▸ What this exercise asks:
- 1) According to the news item below about the pregnant rhino, how many northern white rhinos are left on Earth?
- 2) Transcribe the rhino news item below from "The southern white rhino was" up to and including "both are female.".
- 3) Pick up the news item below about the pregnant white rhino at its last sentence and keep writing it.

▸ Reading passage:

========================================

SAN DIEGO (CBS13) - A White Rhino at the San Diego Zoo Safari Park is pregnant and it could help save the species.

The southern white rhino was impregnated on March 22 through artificial insemination using the sperm from a male southern white rhino. Researchers hope a successful pregnancy will help genetically recover the northern white rhino. There are only two northern white rhinos on Earth and both are female.

Researchers with the San Diego Zoo Institute for Conservation Research have already sequenced the genome of the northern white rhino to see the genetic differences between the northern and the southern white rhinos. They then converted cells preserved from 12 northern white rhinos into stem cells that could develop into sperm and eggs. Eventually, reproductive options, including in vitro fertilization and embryo transfer, could be tried using southern white rhinos as surrogates. Researchers hope this could be an option in 10-15 years.

========================================

▸ Exercise data:
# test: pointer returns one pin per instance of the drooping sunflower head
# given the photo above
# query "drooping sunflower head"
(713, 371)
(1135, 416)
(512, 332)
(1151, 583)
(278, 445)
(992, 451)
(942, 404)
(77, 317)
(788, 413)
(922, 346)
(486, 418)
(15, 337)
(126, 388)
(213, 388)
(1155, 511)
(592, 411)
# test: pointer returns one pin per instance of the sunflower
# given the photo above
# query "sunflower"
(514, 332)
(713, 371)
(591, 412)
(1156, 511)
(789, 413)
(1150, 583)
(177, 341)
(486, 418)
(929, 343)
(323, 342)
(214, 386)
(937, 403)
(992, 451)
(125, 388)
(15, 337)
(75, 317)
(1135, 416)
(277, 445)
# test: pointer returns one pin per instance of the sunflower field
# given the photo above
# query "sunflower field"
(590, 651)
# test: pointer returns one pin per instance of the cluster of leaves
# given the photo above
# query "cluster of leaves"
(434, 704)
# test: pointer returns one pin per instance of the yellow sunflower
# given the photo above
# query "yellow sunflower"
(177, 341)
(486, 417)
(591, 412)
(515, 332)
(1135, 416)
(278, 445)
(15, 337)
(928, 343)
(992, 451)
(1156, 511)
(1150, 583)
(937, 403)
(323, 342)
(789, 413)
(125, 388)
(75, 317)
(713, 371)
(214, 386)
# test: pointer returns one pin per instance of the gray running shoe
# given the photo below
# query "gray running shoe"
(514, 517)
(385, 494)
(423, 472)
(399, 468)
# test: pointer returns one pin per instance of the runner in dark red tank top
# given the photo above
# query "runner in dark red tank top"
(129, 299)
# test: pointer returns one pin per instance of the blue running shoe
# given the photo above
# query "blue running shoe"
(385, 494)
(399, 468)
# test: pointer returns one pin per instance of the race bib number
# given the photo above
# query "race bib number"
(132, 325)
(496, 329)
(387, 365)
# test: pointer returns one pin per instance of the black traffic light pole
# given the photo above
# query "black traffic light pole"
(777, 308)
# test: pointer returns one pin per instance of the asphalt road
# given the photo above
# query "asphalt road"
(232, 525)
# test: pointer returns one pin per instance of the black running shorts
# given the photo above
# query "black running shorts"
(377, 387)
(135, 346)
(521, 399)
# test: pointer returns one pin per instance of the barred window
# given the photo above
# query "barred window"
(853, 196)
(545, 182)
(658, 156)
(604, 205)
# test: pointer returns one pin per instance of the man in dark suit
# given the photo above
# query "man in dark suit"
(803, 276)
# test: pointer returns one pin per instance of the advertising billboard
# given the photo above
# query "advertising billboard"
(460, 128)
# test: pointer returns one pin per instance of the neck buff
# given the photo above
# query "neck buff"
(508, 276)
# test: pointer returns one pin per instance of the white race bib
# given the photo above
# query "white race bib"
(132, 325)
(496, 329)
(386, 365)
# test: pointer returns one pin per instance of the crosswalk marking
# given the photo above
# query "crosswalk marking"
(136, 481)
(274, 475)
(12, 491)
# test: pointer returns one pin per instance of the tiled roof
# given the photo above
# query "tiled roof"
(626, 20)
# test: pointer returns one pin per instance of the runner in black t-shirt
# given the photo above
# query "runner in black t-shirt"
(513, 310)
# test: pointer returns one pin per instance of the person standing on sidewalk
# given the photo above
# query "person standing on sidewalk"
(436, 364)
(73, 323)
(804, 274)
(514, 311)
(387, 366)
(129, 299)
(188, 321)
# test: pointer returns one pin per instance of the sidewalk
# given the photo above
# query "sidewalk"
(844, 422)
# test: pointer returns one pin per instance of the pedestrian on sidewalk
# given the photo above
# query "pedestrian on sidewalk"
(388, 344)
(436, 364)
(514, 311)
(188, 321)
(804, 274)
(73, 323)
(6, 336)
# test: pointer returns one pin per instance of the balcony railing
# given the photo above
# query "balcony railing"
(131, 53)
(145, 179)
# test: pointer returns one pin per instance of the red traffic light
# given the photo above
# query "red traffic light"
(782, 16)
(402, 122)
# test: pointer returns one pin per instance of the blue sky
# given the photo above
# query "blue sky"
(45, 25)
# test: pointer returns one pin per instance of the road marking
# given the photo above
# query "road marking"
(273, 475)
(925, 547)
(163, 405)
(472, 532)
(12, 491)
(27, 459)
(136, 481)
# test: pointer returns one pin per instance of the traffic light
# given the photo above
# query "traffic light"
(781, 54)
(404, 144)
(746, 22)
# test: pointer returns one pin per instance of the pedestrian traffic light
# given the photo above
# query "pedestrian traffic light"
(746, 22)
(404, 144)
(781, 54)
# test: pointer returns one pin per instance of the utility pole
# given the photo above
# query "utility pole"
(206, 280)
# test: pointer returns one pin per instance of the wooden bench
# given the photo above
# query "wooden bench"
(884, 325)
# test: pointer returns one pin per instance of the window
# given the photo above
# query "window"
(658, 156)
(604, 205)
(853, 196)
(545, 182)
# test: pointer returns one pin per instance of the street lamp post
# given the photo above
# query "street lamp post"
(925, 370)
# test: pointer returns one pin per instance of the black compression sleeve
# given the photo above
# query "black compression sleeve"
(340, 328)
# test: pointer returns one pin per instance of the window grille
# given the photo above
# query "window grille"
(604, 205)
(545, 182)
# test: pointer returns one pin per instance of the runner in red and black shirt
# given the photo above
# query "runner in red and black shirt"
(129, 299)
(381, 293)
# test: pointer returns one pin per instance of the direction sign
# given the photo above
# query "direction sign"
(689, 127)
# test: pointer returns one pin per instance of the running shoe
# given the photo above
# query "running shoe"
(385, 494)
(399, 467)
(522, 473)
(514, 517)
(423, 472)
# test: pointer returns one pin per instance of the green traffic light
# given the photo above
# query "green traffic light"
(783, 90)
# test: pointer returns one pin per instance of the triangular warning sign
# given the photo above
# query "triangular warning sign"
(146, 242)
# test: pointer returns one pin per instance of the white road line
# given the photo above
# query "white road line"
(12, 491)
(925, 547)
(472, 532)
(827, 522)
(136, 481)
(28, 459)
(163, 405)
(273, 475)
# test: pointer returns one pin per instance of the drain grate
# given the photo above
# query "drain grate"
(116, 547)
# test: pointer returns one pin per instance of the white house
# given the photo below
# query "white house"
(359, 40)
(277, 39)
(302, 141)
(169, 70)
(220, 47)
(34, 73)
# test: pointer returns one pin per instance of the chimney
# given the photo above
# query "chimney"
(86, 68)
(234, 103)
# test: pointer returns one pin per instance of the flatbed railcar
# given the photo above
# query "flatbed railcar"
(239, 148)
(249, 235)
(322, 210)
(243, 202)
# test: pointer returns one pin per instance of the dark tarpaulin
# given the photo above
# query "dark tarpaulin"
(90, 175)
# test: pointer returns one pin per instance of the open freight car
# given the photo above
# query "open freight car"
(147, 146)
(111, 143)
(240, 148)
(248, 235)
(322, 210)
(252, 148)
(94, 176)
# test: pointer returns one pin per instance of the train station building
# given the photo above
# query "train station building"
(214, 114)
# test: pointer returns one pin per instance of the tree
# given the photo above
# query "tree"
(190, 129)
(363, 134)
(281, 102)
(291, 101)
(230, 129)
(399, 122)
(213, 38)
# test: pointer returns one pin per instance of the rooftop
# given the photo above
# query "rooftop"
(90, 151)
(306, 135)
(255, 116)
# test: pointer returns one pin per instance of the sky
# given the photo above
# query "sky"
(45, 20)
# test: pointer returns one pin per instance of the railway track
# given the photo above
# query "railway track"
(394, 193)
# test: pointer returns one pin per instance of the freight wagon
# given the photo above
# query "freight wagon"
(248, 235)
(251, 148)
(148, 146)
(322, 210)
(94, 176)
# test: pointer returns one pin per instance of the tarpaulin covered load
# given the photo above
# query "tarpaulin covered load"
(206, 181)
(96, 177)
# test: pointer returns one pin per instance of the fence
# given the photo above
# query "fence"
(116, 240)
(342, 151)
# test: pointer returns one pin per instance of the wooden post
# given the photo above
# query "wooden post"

========================================

▸ Responses in order:
- 1) Two, and both are female.

- 2)
The southern white rhino was impregnated on March 22 through artificial insemination using the sperm from a male southern white rhino. Researchers hope a successful pregnancy will help genetically recover the northern white rhino. There are only two northern white rhinos on Earth and both are female.

- 3)
Rhino gestation lasts 16-18 months, meaning Victoria won't deliver the calf until next summer.

"Just the fact that we have been able to confirm this pregnancy while the embryo is just a few weeks old is tremendously important and is all due to the work that animal care staff have put into developing relationships with these rhinos,"  said Parker Pennington, a postdoctoral associate.  "Through regular cooperative ultrasounds with Victoria, we will be gathering a lot of data about the progress of a rhino pregnancy – data that has never been gathered before."

Victoria is one of six female southern rhinos that were relocated from South Africa to the San Diego Zoo Safari Park in November 2015.